*** Task input

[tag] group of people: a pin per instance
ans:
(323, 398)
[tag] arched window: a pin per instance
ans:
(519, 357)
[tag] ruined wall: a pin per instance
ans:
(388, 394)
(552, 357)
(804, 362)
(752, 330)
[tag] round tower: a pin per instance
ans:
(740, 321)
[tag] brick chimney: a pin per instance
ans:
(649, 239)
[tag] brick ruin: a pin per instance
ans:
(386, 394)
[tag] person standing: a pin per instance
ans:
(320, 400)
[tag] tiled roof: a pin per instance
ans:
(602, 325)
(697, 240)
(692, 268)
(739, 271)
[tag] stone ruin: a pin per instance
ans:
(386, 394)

******
*** Task input

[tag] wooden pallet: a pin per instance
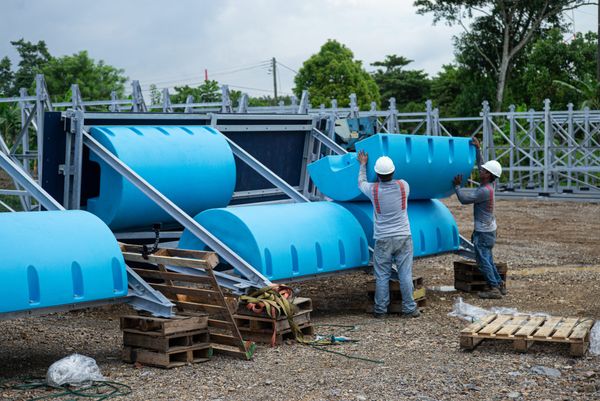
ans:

******
*** Task input

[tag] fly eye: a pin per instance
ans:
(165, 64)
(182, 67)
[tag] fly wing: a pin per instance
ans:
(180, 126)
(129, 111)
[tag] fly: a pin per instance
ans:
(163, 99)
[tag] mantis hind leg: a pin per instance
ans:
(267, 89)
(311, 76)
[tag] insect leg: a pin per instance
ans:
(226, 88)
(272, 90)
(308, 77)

******

Prompt. Scan the records above and show every line in which the word "brick" occurs.

Completed exercise.
[tag] brick chimney: a pin per instance
[tag] brick ruin: a pin per instance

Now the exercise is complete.